→ **AIM OF THE EXERCISE**: Transcribe exactly the lines from the one holding "Objective — for every instance of the schisandra" to the end of the data below, including both of those lines and no others.

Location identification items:
╭──

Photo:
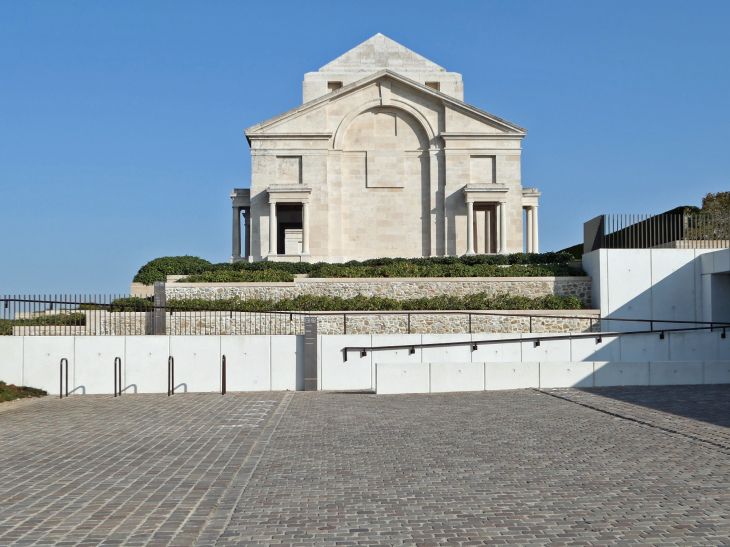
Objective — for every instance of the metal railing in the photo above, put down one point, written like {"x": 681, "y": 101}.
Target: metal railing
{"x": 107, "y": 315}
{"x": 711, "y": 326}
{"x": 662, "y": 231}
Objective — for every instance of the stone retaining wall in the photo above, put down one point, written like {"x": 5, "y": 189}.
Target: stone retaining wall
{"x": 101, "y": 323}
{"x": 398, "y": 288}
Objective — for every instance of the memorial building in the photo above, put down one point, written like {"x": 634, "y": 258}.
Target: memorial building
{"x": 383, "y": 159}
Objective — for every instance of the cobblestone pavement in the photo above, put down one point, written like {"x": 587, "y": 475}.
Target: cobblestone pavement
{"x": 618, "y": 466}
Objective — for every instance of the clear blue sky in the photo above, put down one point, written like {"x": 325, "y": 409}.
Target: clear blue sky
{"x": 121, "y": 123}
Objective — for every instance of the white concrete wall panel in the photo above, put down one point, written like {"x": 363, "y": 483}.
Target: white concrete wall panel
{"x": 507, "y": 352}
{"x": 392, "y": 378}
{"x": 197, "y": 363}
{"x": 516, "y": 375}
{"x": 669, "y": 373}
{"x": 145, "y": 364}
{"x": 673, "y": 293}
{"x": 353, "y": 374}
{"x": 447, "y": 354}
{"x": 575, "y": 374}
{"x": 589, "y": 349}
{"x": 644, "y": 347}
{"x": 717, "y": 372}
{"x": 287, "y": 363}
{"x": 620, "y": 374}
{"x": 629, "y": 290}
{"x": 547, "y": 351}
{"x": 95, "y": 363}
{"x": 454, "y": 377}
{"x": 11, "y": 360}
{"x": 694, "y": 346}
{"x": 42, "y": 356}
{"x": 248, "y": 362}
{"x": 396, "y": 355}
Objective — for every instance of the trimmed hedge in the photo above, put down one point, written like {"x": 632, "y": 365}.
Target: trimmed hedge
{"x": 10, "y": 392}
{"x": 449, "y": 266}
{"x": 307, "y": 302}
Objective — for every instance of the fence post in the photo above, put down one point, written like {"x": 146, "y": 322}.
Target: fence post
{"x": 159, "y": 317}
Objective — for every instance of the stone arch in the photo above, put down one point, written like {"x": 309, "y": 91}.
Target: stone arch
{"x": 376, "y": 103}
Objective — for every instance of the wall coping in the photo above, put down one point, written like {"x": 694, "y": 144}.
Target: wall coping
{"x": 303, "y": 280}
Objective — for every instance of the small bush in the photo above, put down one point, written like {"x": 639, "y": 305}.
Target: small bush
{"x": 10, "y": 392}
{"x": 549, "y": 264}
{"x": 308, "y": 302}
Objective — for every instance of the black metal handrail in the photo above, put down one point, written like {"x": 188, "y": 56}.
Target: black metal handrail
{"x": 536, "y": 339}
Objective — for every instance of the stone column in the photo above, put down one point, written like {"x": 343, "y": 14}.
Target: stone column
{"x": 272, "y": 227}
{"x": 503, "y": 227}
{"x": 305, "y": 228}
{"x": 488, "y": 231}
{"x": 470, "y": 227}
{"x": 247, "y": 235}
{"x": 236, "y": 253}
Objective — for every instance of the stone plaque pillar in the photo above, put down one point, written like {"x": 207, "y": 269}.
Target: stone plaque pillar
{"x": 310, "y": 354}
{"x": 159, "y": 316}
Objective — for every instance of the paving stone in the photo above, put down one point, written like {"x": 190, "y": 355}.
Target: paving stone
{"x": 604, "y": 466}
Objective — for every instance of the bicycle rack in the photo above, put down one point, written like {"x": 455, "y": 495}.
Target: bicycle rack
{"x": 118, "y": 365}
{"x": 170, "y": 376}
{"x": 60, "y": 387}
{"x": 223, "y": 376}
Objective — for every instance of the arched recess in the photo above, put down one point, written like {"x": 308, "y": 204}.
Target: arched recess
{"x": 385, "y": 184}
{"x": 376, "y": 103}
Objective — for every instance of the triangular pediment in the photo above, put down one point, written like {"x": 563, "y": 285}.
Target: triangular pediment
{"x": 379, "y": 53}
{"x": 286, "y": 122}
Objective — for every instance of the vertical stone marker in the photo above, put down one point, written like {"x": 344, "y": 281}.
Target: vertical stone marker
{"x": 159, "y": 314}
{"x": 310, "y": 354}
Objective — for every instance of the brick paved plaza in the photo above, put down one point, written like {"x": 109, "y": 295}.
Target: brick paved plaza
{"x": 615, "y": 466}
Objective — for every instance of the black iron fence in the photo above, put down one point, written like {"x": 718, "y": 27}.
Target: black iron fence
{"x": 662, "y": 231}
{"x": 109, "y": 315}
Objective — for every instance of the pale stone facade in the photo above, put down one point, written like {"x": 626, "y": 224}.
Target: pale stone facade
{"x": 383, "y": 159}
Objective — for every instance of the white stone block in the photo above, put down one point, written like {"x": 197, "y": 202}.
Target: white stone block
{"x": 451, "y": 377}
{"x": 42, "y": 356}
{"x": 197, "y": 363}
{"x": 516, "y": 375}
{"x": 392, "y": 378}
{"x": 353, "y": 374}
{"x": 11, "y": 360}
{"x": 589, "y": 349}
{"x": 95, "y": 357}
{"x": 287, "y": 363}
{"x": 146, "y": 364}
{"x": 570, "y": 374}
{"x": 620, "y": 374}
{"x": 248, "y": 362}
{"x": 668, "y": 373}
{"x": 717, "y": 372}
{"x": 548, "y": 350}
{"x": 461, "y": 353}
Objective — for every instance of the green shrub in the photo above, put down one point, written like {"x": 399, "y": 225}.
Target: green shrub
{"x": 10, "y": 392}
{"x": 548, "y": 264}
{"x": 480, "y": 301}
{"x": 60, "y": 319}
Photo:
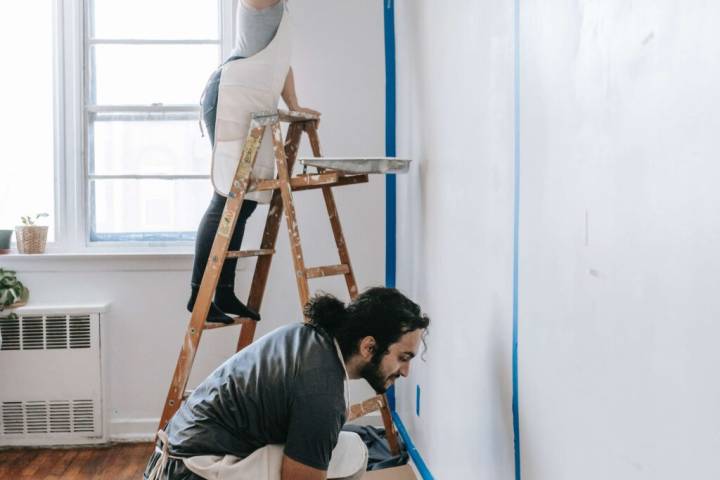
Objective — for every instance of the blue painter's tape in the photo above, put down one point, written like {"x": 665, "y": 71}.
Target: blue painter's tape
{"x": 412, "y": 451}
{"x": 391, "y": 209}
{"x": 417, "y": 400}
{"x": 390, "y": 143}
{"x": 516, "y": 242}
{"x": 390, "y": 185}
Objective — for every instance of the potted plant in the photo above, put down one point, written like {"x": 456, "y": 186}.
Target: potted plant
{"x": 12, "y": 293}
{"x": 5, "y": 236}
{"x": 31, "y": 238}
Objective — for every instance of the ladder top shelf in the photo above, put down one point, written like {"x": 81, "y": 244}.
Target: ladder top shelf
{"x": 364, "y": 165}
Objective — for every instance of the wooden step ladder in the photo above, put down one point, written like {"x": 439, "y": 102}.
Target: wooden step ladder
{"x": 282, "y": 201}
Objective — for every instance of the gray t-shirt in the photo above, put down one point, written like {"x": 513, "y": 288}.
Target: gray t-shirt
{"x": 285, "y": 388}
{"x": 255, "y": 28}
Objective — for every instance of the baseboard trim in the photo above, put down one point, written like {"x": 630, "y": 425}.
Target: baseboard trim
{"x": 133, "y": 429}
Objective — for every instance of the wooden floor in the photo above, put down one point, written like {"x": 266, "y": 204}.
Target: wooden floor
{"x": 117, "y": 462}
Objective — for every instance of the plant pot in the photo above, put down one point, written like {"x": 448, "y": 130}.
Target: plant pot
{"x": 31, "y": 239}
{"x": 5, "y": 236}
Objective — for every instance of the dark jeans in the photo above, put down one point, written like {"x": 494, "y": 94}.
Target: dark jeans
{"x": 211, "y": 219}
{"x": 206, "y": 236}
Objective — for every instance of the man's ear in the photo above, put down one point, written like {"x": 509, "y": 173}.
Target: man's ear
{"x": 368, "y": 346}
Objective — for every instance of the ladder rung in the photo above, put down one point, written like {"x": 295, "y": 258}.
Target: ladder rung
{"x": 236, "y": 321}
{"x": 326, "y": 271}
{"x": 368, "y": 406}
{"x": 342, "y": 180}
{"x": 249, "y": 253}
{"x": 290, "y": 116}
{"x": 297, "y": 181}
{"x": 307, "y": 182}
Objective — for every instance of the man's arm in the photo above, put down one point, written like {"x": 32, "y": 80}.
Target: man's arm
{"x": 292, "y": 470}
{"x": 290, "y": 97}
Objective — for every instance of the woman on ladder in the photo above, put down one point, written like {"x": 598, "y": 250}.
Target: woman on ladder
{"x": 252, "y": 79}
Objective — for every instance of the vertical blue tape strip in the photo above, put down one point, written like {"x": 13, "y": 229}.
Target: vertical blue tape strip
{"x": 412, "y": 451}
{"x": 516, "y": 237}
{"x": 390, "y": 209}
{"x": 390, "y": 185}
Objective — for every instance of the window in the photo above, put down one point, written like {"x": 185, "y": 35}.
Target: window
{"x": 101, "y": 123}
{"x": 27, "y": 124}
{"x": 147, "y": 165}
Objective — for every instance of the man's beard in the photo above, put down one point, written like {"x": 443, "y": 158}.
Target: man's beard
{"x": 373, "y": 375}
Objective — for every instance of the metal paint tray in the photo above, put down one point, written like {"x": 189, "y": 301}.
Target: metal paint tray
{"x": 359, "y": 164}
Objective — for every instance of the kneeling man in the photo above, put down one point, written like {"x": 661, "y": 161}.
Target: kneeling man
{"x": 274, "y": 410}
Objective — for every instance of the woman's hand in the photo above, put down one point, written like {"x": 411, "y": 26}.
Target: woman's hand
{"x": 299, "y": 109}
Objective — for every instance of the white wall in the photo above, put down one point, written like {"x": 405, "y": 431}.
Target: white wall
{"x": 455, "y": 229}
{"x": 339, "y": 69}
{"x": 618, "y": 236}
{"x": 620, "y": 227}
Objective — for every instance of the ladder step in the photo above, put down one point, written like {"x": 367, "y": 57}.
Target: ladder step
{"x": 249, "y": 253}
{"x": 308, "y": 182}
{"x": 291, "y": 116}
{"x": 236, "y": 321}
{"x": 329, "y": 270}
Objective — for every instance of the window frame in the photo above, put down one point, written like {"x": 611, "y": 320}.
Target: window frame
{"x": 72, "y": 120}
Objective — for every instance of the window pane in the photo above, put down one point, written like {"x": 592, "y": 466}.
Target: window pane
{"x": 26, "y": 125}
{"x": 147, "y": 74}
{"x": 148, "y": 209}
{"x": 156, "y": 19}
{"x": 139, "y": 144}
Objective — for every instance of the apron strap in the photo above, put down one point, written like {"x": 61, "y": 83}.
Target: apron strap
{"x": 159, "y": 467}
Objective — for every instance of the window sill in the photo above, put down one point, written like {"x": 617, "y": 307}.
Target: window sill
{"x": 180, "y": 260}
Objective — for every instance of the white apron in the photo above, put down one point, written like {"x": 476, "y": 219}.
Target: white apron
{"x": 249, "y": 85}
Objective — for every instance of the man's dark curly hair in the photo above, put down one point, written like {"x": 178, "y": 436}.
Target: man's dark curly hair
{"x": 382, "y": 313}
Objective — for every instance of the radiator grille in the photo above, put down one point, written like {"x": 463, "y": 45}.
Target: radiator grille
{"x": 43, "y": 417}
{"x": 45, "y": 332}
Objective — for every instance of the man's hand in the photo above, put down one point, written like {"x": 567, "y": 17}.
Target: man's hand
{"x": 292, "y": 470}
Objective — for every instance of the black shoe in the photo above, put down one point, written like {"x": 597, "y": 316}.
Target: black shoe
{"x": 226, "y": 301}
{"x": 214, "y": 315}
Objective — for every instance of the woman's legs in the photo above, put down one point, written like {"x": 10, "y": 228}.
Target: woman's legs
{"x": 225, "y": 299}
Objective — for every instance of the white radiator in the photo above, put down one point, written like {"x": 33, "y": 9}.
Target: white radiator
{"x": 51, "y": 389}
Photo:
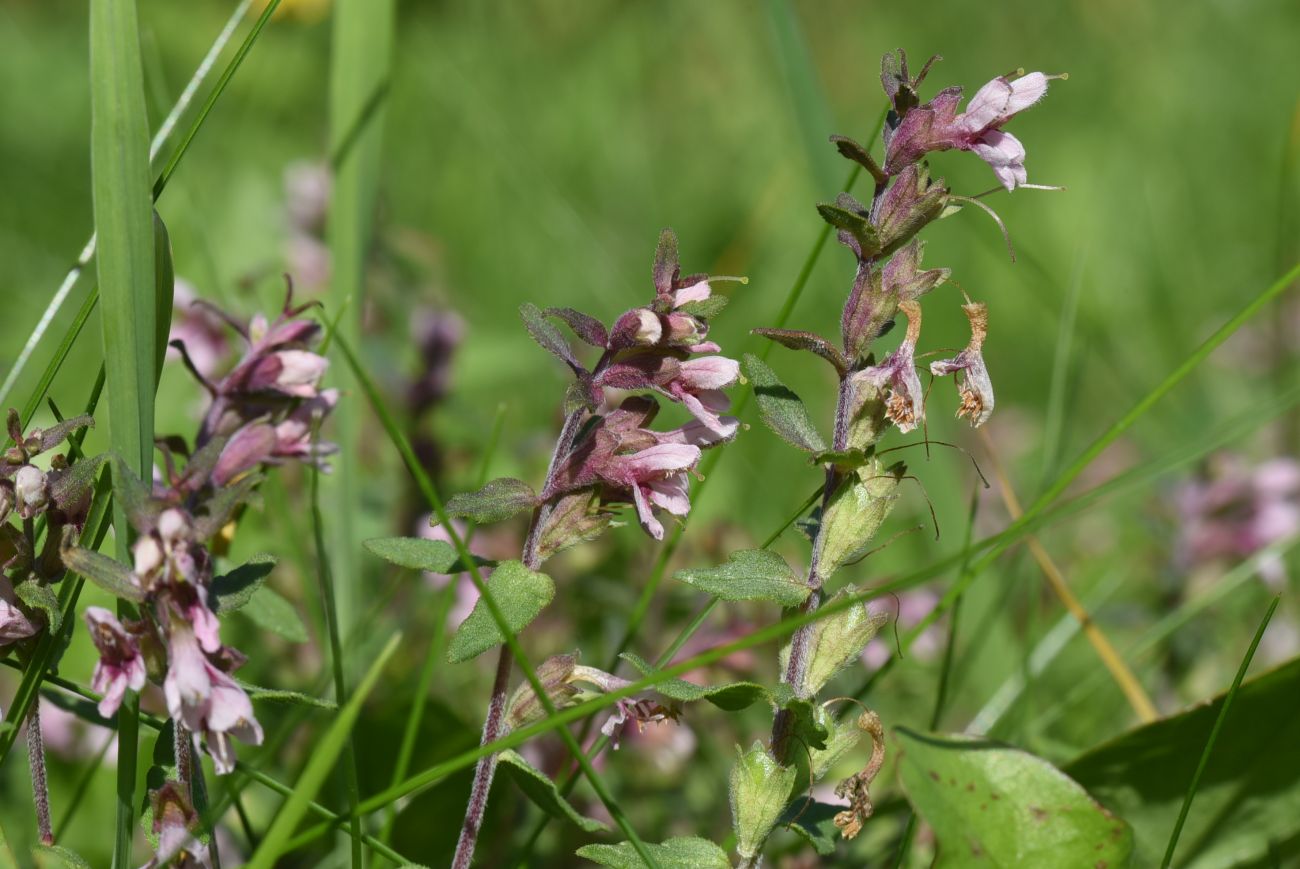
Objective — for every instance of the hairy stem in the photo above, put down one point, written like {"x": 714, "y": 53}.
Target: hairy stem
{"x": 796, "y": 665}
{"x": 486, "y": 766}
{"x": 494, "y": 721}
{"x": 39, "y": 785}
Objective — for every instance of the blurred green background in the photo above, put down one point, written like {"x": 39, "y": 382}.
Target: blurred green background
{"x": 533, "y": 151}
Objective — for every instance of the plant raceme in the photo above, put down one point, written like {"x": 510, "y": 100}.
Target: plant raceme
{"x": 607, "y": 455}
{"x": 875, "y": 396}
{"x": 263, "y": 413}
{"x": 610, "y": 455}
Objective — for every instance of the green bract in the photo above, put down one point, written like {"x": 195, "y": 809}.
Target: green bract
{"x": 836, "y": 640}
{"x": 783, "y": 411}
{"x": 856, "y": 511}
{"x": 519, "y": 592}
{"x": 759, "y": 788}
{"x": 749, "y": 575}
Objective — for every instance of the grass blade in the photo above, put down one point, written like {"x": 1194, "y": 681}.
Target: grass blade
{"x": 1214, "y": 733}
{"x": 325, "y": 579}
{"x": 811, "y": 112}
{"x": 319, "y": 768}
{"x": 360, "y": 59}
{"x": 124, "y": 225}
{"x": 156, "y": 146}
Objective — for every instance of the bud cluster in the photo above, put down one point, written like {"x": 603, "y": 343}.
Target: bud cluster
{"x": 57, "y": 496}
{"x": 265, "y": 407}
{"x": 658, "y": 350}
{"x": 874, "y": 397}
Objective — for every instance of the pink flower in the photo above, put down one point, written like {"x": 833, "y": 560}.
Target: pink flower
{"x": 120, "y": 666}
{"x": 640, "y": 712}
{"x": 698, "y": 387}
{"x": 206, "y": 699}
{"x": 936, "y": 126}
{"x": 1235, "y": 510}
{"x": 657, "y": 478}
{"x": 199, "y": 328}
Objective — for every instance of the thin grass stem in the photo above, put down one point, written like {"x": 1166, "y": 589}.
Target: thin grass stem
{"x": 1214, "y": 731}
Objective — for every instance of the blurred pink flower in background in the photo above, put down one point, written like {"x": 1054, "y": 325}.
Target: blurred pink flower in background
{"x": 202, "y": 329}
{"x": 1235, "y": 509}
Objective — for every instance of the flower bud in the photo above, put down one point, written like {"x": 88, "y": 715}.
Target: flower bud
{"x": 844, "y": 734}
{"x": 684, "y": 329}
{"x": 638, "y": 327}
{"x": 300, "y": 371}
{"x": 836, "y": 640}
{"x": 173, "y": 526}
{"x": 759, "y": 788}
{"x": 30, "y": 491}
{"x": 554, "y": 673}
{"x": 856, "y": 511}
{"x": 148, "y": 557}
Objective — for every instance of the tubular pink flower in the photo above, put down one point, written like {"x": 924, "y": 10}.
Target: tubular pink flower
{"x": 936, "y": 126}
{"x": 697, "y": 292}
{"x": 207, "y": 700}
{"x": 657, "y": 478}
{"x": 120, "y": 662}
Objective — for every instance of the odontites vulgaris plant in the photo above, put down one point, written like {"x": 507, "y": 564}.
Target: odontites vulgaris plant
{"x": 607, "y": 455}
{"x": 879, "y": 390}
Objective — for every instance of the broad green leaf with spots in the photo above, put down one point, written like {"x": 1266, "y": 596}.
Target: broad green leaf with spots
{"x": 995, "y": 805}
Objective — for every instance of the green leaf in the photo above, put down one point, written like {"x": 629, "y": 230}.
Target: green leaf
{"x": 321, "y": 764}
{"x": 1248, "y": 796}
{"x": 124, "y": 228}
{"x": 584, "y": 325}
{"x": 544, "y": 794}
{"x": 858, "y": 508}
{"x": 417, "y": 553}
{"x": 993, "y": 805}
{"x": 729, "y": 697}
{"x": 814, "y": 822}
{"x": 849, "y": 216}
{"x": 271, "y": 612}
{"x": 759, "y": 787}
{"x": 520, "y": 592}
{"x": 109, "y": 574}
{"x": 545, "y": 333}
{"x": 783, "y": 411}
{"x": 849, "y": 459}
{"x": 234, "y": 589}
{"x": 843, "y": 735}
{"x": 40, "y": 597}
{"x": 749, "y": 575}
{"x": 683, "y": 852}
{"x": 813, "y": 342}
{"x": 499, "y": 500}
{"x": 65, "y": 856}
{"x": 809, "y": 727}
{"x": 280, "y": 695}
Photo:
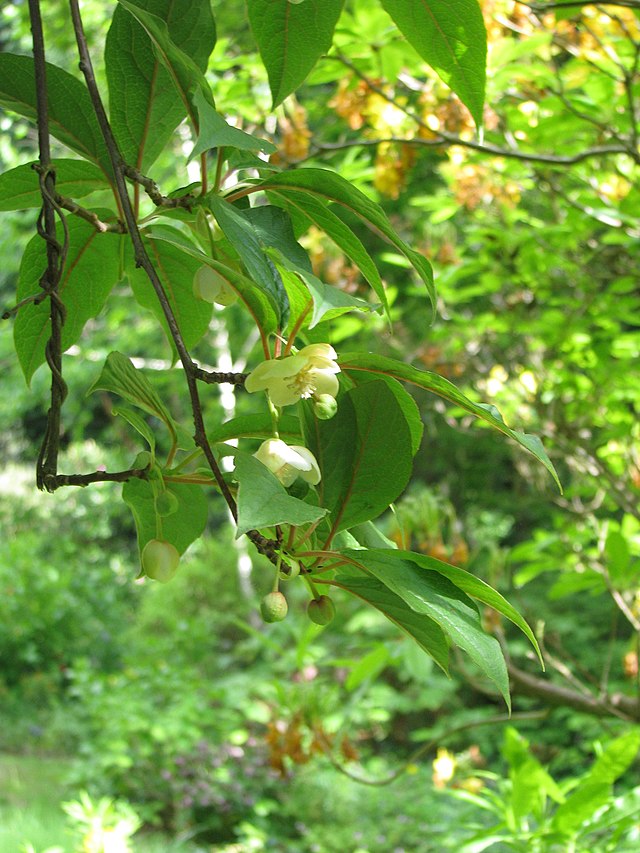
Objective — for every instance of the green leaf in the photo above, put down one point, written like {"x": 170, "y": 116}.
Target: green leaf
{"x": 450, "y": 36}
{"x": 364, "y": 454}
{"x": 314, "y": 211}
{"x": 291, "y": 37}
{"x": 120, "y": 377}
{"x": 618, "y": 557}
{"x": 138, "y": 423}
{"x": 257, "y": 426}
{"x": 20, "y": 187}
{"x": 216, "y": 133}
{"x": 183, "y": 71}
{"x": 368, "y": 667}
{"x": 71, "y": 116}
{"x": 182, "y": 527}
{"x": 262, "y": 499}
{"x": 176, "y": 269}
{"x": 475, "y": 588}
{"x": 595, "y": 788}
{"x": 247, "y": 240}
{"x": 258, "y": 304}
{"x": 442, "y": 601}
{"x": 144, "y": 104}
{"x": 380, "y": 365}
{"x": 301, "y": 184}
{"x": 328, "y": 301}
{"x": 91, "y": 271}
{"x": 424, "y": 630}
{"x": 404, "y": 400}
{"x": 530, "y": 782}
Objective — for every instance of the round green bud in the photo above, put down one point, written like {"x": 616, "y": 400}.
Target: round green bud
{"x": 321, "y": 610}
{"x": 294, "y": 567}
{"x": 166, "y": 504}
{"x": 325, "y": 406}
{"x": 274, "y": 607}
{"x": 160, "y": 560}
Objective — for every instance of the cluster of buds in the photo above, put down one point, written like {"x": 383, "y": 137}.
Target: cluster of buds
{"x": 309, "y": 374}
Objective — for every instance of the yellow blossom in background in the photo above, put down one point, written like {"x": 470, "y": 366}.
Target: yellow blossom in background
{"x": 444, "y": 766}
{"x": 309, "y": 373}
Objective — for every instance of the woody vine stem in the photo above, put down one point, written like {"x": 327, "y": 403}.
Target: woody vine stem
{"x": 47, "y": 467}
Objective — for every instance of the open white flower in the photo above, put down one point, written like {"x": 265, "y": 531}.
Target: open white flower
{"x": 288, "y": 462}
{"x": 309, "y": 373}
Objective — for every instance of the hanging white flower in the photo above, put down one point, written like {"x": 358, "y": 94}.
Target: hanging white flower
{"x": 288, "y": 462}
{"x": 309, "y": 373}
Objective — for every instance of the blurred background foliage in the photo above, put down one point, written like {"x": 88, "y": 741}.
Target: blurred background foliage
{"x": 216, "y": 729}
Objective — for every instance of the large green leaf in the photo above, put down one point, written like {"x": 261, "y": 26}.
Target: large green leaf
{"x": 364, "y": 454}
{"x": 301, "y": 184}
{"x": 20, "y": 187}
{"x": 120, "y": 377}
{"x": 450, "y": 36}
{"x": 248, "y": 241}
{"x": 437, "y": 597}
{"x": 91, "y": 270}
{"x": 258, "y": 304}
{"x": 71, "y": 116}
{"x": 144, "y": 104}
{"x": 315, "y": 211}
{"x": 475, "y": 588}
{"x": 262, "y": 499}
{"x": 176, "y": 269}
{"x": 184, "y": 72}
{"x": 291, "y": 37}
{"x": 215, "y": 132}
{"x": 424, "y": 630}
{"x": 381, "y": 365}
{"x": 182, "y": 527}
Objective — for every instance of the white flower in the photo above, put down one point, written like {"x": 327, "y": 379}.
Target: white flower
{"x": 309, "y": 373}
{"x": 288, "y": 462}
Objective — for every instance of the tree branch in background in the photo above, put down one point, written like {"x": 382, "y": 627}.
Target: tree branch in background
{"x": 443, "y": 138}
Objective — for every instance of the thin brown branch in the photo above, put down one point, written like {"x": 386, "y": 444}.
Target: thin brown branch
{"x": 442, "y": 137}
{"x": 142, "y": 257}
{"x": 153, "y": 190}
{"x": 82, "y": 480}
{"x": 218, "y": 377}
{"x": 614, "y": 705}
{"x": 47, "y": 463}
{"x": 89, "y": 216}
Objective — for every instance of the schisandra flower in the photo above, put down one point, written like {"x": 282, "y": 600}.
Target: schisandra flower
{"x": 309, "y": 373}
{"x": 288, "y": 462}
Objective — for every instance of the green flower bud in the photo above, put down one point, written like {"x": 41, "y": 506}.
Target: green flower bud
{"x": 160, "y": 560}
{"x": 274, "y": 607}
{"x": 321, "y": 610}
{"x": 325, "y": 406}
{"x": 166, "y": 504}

╰──

→ **EXERCISE OUTPUT**:
Objective — for every instance of the schisandra flower in the photo above, put down one point, written like {"x": 282, "y": 600}.
Target: schisandra flower
{"x": 309, "y": 373}
{"x": 288, "y": 462}
Objective — for every instance of the green flower bud in the photo above, put down one point, written like {"x": 41, "y": 506}.
Target: green flower bud
{"x": 160, "y": 560}
{"x": 274, "y": 607}
{"x": 321, "y": 610}
{"x": 325, "y": 406}
{"x": 166, "y": 504}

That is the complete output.